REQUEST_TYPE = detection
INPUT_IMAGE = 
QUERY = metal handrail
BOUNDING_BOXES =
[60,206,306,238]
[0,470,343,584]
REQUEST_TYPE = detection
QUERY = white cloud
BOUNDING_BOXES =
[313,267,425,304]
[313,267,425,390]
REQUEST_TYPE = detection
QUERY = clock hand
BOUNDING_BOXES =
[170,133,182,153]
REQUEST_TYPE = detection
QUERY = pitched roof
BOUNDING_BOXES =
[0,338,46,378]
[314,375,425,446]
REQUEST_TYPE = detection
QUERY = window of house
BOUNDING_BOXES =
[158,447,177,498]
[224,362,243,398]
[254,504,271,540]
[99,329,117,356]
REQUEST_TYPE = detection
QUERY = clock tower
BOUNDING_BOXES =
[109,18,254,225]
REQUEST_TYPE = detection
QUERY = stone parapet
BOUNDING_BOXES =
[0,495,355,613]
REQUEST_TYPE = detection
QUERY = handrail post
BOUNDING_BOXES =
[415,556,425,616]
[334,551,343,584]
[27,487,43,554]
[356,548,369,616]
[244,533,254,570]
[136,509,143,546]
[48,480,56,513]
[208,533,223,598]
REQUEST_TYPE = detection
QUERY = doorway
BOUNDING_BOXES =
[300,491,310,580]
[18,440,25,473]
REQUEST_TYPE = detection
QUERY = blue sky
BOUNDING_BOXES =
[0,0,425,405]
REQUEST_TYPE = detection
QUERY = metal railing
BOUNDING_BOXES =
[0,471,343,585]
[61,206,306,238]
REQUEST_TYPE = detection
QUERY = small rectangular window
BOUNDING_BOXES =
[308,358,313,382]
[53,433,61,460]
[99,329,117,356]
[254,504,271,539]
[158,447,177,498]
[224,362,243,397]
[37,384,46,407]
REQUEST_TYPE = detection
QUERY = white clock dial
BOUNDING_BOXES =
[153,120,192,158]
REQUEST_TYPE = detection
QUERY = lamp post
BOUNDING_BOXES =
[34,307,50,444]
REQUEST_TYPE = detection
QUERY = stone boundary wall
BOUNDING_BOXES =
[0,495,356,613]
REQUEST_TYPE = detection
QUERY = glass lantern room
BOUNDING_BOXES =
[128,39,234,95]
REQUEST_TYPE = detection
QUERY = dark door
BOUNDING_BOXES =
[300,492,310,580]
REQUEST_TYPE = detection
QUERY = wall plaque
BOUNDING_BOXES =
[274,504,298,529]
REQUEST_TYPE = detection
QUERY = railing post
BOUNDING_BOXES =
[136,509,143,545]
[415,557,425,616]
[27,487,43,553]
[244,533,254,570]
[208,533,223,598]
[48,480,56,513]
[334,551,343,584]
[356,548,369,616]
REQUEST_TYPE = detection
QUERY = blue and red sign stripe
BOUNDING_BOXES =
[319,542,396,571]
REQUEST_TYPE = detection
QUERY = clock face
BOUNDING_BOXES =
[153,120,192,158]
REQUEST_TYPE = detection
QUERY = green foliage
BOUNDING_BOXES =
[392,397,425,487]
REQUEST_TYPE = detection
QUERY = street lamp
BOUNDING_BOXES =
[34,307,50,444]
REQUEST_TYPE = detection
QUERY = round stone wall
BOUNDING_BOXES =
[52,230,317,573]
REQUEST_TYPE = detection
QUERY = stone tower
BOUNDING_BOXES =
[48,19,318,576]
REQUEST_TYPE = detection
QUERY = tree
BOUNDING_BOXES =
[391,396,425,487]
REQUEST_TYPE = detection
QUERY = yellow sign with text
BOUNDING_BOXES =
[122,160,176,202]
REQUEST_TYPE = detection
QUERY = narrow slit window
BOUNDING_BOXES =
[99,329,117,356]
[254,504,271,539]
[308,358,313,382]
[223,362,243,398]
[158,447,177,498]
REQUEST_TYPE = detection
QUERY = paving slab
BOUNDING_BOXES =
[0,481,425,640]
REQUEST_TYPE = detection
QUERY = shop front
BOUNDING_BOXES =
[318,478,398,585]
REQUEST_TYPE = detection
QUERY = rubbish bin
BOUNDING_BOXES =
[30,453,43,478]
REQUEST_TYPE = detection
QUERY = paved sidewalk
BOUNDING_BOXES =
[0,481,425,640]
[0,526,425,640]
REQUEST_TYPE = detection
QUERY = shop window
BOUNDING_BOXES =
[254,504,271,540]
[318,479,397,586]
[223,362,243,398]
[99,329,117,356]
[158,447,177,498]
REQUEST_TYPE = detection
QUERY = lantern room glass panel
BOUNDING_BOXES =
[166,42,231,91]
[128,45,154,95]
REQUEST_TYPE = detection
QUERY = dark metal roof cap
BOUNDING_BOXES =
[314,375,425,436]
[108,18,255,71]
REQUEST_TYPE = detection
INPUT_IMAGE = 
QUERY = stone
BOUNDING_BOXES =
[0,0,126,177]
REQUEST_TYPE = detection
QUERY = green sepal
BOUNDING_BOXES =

Exercise brief =
Collect every line in the rows above that contains the string "green", matching case exactly.

Result of this task =
QUERY = green foliage
QUERY = green sepal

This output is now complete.